▶ Given request
Count the lines below that contain the string "wall", with case counting, and reply with only that number.

— start of Extracted records —

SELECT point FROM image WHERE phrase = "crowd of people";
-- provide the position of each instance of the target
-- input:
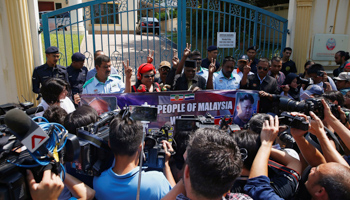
(253, 163)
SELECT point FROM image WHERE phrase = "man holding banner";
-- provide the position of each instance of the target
(223, 79)
(103, 83)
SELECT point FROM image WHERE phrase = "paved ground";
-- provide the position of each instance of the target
(117, 47)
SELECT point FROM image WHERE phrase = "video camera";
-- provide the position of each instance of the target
(26, 106)
(95, 155)
(44, 146)
(155, 154)
(192, 123)
(314, 105)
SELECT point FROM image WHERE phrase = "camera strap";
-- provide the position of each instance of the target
(93, 139)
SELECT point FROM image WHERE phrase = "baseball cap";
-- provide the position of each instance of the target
(347, 66)
(243, 58)
(252, 48)
(78, 57)
(51, 49)
(212, 48)
(314, 89)
(344, 76)
(164, 64)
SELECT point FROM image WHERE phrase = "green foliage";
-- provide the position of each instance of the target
(64, 38)
(162, 16)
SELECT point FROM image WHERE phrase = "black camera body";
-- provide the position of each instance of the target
(95, 155)
(192, 123)
(154, 152)
(294, 121)
(314, 105)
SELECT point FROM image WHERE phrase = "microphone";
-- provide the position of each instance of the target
(141, 88)
(26, 130)
(35, 110)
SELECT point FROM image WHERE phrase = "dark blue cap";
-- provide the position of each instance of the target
(212, 48)
(252, 48)
(243, 58)
(78, 57)
(51, 49)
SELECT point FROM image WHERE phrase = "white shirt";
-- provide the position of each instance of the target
(65, 103)
(220, 82)
(240, 74)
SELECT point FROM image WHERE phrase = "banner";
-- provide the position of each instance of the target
(240, 105)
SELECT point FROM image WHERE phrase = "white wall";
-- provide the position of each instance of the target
(8, 89)
(334, 20)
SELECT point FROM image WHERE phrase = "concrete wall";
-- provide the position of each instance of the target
(168, 26)
(326, 17)
(8, 86)
(63, 2)
(329, 17)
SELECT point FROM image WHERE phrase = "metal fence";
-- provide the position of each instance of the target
(253, 26)
(117, 28)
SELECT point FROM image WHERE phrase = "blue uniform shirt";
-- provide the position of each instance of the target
(113, 84)
(77, 78)
(220, 82)
(203, 72)
(93, 72)
(110, 185)
(44, 72)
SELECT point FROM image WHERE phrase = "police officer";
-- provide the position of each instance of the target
(49, 69)
(189, 80)
(212, 54)
(203, 72)
(77, 73)
(93, 71)
(223, 79)
(103, 83)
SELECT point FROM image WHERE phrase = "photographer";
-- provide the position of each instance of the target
(266, 85)
(50, 186)
(290, 87)
(320, 78)
(121, 180)
(55, 92)
(283, 168)
(212, 164)
(343, 82)
(329, 180)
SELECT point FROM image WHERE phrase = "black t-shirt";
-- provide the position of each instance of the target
(283, 180)
(180, 82)
(206, 62)
(77, 78)
(268, 85)
(289, 67)
(44, 72)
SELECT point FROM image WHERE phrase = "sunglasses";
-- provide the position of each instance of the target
(260, 68)
(149, 76)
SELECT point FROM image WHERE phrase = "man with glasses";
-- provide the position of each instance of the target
(201, 71)
(343, 82)
(164, 68)
(48, 70)
(242, 62)
(275, 70)
(103, 83)
(212, 55)
(266, 85)
(223, 79)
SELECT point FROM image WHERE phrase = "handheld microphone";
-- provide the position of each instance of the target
(26, 130)
(35, 110)
(141, 88)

— end of Extracted records —

▶ Solved problem
2